**Do this:** Make an exact copy of all the records.

**Stored rows:**
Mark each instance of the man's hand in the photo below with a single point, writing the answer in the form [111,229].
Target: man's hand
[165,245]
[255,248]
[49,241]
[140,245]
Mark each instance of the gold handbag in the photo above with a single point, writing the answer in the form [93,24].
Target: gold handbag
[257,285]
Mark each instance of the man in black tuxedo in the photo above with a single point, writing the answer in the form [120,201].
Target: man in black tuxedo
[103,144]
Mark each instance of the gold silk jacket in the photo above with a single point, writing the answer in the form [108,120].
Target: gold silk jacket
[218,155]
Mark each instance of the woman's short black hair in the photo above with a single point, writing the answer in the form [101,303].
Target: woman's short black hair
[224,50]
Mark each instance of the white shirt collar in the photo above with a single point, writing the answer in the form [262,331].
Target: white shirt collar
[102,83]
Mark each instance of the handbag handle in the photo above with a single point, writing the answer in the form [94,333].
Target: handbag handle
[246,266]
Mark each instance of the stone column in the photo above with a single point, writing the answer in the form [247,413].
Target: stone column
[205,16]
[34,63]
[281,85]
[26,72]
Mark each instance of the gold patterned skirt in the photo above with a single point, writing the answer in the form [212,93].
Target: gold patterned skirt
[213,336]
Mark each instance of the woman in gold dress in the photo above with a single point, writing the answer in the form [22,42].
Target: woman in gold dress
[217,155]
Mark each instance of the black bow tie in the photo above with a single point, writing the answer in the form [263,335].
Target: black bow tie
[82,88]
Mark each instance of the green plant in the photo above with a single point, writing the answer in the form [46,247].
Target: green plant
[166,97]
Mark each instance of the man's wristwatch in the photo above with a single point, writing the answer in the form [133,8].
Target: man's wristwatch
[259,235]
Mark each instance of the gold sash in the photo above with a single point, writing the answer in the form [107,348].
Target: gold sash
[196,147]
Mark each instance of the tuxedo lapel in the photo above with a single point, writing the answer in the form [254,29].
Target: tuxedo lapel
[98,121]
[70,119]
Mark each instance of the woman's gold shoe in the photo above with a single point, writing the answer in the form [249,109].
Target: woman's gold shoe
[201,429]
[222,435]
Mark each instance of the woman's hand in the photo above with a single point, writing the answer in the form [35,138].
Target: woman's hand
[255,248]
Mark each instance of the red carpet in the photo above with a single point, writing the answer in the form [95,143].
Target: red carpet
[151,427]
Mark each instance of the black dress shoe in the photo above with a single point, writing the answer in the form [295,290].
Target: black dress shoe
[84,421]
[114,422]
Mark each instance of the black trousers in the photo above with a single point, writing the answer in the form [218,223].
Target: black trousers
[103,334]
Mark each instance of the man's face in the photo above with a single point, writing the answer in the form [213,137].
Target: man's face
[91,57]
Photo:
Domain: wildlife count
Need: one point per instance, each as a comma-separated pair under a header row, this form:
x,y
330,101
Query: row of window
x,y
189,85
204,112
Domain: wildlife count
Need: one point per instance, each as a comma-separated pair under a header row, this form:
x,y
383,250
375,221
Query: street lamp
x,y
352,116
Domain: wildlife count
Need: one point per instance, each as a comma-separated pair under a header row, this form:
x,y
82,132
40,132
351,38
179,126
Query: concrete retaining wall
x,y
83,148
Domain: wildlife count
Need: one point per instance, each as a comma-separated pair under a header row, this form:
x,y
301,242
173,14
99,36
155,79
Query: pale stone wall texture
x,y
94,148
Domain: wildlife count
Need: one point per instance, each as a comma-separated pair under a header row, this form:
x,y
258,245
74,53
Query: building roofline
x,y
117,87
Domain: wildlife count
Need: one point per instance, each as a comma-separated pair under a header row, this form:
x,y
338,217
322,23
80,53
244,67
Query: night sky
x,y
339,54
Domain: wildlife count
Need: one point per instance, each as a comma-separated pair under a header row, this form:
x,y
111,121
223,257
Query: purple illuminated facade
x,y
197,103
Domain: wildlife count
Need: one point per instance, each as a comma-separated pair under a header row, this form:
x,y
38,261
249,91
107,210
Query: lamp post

**Exercise output:**
Mark each instance of the man's hand in the photo below with a single point, writing the answer in the form [111,229].
Target: man's hand
[165,245]
[255,248]
[49,241]
[140,245]
Mark each instance of the gold handbag in the photo above with a single point, writing the answer in the form [93,24].
Target: gold handbag
[257,285]
Mark each instance of the man in black tuxedo in the photo above with a single point, writing the answer in the form [120,201].
Target: man in black tuxedo
[103,144]
Mark each instance of the gold silk jacket in the photo above with a single point, writing the answer in the form [108,120].
Target: gold silk jacket
[218,155]
Mark each instance of the woman's short black hair in the photo above with a single point, writing the answer in the form [101,303].
Target: woman's short black hair
[224,50]
Mark each instance of the white shirt collar in the photo above with a single point, writing the answer in the form [262,331].
Target: white shirt collar
[102,83]
Mark each instance of the handbag handle in the photo above with a single point, writing the answer in the form [94,333].
Target: handbag handle
[246,266]
Mark each instance of the stone column in the photo above with a single point, writing the answer in the form [247,413].
Target: stone column
[205,16]
[34,63]
[281,85]
[26,72]
Mark each instance of the gold patterned skirt in the photo above with a single point, writing the answer in the form [212,93].
Target: gold patterned skirt
[213,336]
Mark each instance of the woman in gold dress in the photo above with a single point, writing the answer in the form [22,42].
Target: woman in gold dress
[217,155]
Mark each instance of the black bow tie in the photo above with a single point, writing the answer in the form [263,335].
Target: black bow tie
[82,88]
Mark each instance of the green plant in the photo above with a single point, writing the answer in the form [46,247].
Target: green plant
[166,97]
Mark each instance of the man's wristwatch in the photo above with a single point, writing the answer in the form [133,8].
Target: man's wristwatch
[259,235]
Mark each instance of the gold sash in the photo above with a single point, writing the answer in the form [107,348].
Target: gold sash
[196,147]
Mark each instance of the tuxedo lapel in the photo above with a single point, writing the answer in the form [254,29].
Target: tuxedo lapel
[98,121]
[70,119]
Mark each instance of the woman's gold shoe in the photo above with a single point, writing the answer in the form [249,109].
Target: woman's gold shoe
[201,429]
[222,435]
Mark each instance of the woman's hand in the photo above with a single point, writing the answer in the form [35,138].
Target: woman's hand
[255,248]
Mark each instance of the red carpet in the photo above with a single point, writing the answer in the form [95,143].
Target: red carpet
[151,427]
Mark each instance of the black dress shoe in the photo above with a single point, writing the answer in the form [295,290].
Target: black dress shoe
[84,421]
[114,422]
Mark each instance of the black trousers in the photo above with a single point, writing the answer in the form [218,223].
Target: black trousers
[103,334]
Mark each instance of the man's face in the photo above with a single point, writing the answer in the form [213,137].
Target: man's face
[91,57]
Photo:
Domain: wildlife count
Need: one point per instance, each as a comma-separated pair under a header row, this form:
x,y
330,101
Query: row of window
x,y
189,85
204,112
Domain: wildlife count
Need: one point per instance, each as a comma-separated pair under a header row, this form:
x,y
383,250
375,221
Query: street lamp
x,y
352,116
Domain: wildlife count
Need: one point per instance, each as a comma-separated pair under a header row, this form:
x,y
82,132
40,132
351,38
179,126
Query: concrete retaining wall
x,y
83,148
Domain: wildlife count
Need: one point per instance, each as a comma-separated pair under a header row, this form:
x,y
301,242
173,14
99,36
155,79
Query: pale stone wall texture
x,y
94,148
Domain: wildlife count
Need: one point per instance, each as a comma-separated pair under a header row, this form:
x,y
258,245
74,53
Query: building roofline
x,y
117,87
Domain: wildlife count
Need: one point per instance, each as a comma-separated pair under a header row, this form:
x,y
338,217
322,23
80,53
244,67
Query: night sky
x,y
339,54
Domain: wildlife count
Need: one point per instance, each as a comma-separated pair under a header row, this form:
x,y
111,121
223,257
Query: purple illuminated facade
x,y
197,103
Domain: wildlife count
Need: one point per instance, each as a comma-separated pair under a header row, this form:
x,y
38,261
249,91
107,210
Query: lamp post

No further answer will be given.